> Exercise objective
Pick out every line of the data below that contains the word "white" and copy each one in full. The match is case-sensitive.
━━━━━━
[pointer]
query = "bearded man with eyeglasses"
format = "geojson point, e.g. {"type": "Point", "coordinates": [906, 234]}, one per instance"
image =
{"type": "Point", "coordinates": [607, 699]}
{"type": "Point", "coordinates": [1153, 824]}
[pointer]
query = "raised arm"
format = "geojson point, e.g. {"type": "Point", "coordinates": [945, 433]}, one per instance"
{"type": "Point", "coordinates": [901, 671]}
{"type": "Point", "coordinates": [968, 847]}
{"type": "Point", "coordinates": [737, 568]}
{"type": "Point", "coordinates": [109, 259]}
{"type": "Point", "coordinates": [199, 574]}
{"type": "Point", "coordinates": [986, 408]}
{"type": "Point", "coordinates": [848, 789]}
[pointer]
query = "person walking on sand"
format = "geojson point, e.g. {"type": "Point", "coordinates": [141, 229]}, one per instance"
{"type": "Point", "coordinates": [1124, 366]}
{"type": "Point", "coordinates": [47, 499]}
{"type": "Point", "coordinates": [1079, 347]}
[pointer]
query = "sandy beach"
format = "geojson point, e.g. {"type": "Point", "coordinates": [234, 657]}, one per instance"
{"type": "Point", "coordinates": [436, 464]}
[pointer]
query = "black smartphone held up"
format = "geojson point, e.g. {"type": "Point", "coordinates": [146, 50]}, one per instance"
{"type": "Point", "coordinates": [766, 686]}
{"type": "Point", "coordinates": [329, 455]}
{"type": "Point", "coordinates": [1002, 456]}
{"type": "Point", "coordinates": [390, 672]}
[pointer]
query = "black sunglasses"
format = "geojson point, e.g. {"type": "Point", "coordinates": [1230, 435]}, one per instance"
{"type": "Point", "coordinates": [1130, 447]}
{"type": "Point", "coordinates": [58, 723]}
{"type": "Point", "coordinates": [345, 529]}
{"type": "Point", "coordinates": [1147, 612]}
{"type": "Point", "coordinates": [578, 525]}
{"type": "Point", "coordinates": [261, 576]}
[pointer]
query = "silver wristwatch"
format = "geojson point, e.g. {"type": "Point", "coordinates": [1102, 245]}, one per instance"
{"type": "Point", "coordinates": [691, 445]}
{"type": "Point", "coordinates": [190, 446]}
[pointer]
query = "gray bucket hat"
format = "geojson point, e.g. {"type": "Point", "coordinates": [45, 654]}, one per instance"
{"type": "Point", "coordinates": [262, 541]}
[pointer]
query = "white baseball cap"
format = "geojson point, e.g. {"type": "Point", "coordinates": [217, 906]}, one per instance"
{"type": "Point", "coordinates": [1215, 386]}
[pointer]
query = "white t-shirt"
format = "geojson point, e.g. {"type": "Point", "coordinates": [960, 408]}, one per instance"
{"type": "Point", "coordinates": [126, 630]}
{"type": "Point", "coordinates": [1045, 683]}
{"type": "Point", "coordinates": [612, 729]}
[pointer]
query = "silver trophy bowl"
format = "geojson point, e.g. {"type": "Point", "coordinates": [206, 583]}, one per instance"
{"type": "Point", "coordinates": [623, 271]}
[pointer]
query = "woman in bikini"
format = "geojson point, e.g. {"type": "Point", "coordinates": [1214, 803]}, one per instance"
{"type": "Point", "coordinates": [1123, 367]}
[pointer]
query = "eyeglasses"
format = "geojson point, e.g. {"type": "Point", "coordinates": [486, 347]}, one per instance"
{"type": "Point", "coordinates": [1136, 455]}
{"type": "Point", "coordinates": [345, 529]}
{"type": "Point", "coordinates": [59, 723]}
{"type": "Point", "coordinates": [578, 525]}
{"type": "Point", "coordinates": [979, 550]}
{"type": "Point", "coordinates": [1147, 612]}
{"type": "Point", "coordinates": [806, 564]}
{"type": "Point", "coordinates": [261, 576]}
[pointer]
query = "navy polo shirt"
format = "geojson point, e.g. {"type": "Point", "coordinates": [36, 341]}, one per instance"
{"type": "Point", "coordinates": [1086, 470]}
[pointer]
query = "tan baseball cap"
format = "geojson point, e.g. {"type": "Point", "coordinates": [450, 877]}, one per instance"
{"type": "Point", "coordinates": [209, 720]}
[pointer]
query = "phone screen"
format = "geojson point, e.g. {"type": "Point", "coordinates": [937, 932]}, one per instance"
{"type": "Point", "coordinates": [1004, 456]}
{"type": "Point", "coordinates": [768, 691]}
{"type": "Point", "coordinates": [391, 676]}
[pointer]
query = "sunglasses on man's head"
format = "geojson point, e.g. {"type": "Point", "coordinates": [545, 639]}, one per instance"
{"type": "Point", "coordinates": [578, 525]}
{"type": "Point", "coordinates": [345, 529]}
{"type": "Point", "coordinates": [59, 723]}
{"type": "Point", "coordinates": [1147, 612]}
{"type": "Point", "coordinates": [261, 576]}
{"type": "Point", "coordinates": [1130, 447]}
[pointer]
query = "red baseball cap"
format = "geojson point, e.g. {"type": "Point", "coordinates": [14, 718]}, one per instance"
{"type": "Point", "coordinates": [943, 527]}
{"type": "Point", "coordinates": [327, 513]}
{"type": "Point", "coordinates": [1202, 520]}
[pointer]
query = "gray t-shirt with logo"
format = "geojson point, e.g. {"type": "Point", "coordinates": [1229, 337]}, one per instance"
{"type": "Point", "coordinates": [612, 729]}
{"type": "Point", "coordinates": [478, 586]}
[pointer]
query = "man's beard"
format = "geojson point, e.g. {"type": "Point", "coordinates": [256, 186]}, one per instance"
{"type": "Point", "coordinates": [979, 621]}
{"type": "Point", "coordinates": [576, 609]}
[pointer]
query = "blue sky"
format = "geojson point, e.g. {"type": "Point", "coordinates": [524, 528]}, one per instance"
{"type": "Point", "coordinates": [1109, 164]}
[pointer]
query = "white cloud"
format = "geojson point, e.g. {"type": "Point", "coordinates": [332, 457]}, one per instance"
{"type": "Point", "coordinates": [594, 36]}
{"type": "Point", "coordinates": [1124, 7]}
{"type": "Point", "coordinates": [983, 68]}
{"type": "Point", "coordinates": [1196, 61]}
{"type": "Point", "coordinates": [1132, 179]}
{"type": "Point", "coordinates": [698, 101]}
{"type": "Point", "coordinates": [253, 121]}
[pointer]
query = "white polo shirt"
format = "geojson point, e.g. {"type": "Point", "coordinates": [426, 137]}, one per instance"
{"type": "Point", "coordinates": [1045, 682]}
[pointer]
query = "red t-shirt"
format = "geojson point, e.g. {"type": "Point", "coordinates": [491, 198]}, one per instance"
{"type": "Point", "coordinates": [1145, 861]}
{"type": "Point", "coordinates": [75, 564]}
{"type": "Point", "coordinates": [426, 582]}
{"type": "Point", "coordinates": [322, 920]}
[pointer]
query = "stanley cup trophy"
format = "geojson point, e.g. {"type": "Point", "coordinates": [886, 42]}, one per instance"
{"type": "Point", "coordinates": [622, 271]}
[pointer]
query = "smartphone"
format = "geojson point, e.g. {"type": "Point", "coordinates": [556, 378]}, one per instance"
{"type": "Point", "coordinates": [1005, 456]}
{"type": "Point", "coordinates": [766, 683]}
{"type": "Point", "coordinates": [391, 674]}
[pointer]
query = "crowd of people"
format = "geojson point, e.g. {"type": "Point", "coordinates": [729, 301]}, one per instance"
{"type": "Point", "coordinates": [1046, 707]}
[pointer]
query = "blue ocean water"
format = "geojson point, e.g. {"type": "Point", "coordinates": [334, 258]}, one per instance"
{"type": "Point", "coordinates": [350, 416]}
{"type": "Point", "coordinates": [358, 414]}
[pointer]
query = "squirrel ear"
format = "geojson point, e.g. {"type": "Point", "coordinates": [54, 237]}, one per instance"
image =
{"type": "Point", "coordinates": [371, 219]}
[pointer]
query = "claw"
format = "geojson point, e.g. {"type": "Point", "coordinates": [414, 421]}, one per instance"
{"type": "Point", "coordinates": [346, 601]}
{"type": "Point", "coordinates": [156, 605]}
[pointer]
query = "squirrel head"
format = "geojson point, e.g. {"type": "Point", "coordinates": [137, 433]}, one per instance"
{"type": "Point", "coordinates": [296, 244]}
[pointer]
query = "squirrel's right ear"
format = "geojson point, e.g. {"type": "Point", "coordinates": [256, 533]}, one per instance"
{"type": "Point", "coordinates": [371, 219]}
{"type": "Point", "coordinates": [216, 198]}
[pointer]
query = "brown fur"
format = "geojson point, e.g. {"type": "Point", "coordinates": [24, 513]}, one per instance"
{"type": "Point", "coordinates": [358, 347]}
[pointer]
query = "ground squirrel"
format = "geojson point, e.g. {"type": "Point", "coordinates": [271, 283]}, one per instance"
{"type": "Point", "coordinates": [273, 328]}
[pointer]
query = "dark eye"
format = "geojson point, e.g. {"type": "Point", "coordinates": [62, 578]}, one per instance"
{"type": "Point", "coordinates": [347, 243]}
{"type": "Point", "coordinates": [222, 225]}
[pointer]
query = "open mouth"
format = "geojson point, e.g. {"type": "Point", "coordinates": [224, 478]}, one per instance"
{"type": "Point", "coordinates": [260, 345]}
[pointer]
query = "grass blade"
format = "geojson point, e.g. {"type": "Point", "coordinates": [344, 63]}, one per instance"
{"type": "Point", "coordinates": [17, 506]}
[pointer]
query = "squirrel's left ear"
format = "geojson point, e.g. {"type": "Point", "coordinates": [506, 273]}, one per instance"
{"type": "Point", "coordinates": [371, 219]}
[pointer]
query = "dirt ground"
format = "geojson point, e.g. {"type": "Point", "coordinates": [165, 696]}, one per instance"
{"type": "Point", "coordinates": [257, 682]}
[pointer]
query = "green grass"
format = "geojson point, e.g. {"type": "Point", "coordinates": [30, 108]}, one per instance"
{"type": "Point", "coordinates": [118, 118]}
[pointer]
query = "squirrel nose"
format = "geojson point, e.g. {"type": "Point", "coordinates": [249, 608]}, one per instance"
━━━━━━
> Correct answer
query = "white baseball cap"
query = "white t-shirt"
query = "white cloud"
query = "white polo shirt"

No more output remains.